Exercise task> Quote the entries that follow exactly, leaving none out.

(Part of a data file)
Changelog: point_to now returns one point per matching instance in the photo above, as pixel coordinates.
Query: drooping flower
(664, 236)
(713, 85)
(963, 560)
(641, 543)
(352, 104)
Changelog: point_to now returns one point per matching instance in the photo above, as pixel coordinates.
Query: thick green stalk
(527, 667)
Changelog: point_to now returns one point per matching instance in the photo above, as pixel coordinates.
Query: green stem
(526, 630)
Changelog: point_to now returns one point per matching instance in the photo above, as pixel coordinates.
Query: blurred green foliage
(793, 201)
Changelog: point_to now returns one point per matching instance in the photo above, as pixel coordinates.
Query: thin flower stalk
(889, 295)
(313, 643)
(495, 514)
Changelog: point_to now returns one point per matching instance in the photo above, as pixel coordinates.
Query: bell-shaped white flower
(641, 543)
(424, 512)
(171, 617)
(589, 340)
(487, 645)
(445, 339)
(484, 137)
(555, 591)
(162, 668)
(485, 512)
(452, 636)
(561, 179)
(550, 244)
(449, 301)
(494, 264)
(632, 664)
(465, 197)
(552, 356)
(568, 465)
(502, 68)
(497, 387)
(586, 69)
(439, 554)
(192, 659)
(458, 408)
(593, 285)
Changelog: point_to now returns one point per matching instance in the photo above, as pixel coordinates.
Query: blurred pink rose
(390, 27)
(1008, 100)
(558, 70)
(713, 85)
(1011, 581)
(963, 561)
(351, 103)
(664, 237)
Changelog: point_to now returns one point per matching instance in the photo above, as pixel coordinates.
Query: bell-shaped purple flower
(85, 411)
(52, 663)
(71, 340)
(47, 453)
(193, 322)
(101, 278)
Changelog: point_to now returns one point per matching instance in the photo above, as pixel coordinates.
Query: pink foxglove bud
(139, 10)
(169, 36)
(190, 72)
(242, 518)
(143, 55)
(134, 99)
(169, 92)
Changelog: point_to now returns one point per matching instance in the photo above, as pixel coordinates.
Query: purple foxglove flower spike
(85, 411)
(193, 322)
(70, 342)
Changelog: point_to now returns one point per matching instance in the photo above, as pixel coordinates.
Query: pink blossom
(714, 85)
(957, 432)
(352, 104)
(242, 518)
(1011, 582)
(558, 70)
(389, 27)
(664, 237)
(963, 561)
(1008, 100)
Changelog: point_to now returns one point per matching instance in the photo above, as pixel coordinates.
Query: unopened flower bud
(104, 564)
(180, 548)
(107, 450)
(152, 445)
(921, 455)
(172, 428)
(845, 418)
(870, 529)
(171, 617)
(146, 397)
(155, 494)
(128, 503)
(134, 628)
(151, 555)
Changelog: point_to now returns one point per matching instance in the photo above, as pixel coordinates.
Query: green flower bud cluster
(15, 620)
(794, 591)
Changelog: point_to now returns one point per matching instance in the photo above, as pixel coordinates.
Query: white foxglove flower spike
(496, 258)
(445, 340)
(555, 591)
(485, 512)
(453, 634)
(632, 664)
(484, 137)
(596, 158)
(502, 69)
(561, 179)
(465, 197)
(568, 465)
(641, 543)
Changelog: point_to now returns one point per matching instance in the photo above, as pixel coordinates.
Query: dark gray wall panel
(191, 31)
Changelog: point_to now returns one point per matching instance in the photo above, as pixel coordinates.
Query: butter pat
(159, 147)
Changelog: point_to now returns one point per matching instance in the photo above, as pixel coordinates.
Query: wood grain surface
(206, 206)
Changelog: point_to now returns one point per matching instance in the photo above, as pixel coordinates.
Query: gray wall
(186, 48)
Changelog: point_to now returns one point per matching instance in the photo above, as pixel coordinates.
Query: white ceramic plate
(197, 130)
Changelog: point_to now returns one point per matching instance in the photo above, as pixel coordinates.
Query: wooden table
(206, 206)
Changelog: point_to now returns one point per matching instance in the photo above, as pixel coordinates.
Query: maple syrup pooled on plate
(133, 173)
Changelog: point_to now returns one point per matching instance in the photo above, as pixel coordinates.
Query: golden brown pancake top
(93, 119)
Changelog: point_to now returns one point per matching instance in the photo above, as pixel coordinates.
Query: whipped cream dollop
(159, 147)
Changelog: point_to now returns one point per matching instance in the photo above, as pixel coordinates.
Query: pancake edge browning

Output of the exercise>
Changelog: point_to now returns one point per matching instance in the photo above, as pixel coordinates.
Query: drooping flower
(664, 236)
(713, 85)
(963, 560)
(641, 543)
(352, 104)
Changelog: point_to now returns one point per matching instance in the photo above, as pixel coordinates.
Query: thick green stalk
(527, 667)
Changelog: point_to now returns one point per matching instance in the photo above, as pixel coordinates.
Query: green stem
(526, 630)
Changelog: point_to now returns one point per matching instance in the photo above, as pixel coordinates.
Query: blurred green foliage
(793, 201)
Changelog: point_to now returns one point per matching instance in the photo above, as pixel coordinates.
Query: thin flower stalk
(889, 295)
(313, 643)
(495, 514)
Changelog: point_to now returns one point per matching instance in the photo above, as pixel coordinates.
Query: bell-shaped white flower
(641, 543)
(424, 512)
(171, 617)
(589, 340)
(487, 645)
(445, 339)
(484, 137)
(555, 591)
(162, 668)
(485, 512)
(452, 636)
(561, 179)
(550, 244)
(449, 301)
(494, 264)
(632, 664)
(465, 197)
(552, 356)
(568, 465)
(502, 68)
(497, 387)
(586, 69)
(439, 554)
(192, 659)
(458, 408)
(593, 285)
Changelog: point_to now returns one point per matching instance in the photo above, as pixel coordinates.
Query: blurred pink rose
(390, 27)
(1008, 100)
(558, 70)
(713, 85)
(1011, 581)
(963, 561)
(351, 103)
(664, 237)
Changelog: point_to now returns one point per matching instance in the photo above, as pixel coordinates.
Query: bell-shaped purple flower
(85, 411)
(52, 663)
(71, 340)
(47, 453)
(193, 322)
(101, 278)
Changelog: point_to now returns one point per matching instance in the photo above, as pixel coordinates.
Query: pink foxglove bud
(139, 10)
(169, 36)
(190, 72)
(242, 518)
(143, 55)
(134, 99)
(169, 92)
Changelog: point_to now returns one point per matching instance in the photo above, as pixel coordinates.
Query: purple foxglove flower spike
(85, 411)
(193, 322)
(70, 342)
Changelog: point_to now returns one point per matching instance in the photo above, as pixel coordinates.
Query: pink blossom
(714, 85)
(957, 432)
(352, 104)
(242, 518)
(1011, 582)
(558, 70)
(389, 27)
(664, 237)
(963, 561)
(1008, 100)
Changelog: point_to now returns one point per matching instance in the photo above, as pixel coordinates.
Query: unopened flower bud
(104, 564)
(180, 548)
(107, 450)
(152, 445)
(921, 455)
(172, 428)
(845, 418)
(870, 529)
(171, 617)
(146, 397)
(155, 494)
(128, 503)
(134, 628)
(151, 555)
Changelog: point_to now returns one point per matching instance in the photo above, as pixel coordinates.
Query: green flower bud cluster
(15, 620)
(794, 591)
Changelog: point_to now returns one point per matching instance in the photo above, as pixel coordinates.
Query: white foxglove flower spike
(496, 258)
(445, 340)
(555, 591)
(485, 512)
(453, 634)
(632, 664)
(484, 137)
(596, 158)
(502, 69)
(561, 179)
(465, 197)
(568, 465)
(641, 543)
Changelog: point_to now returns one point per matching instance in the photo above, as pixel coordinates.
Query: dark gray wall panel
(191, 31)
Changelog: point_to now returns one point per matching instance in the photo above, as pixel coordinates.
Query: butter pat
(159, 147)
Changelog: point_to now returns one point per matching instance in the photo above, as pixel coordinates.
Query: wood grain surface
(206, 206)
Changelog: point_to now returns one point per matching instance in the photo above, as pixel coordinates.
Query: gray wall
(186, 48)
Changelog: point_to now returns one point per matching instance in the photo above, as pixel coordinates.
Query: white ceramic plate
(197, 130)
Changelog: point_to now returns one point per matching instance in the photo above, as pixel coordinates.
Query: wooden table
(206, 206)
Changelog: point_to now returns one point per matching instance in the photo above, as pixel coordinates.
Query: maple syrup pooled on plate
(133, 173)
Changelog: point_to now returns one point per matching instance in the photo above, as pixel coordinates.
Query: golden brown pancake top
(93, 119)
Changelog: point_to now returns one point per matching instance in the photo above, as pixel coordinates.
Query: whipped cream dollop
(159, 147)
Changelog: point_to now returns one point per matching instance in the photo above, as pixel coordinates.
Query: pancake edge browning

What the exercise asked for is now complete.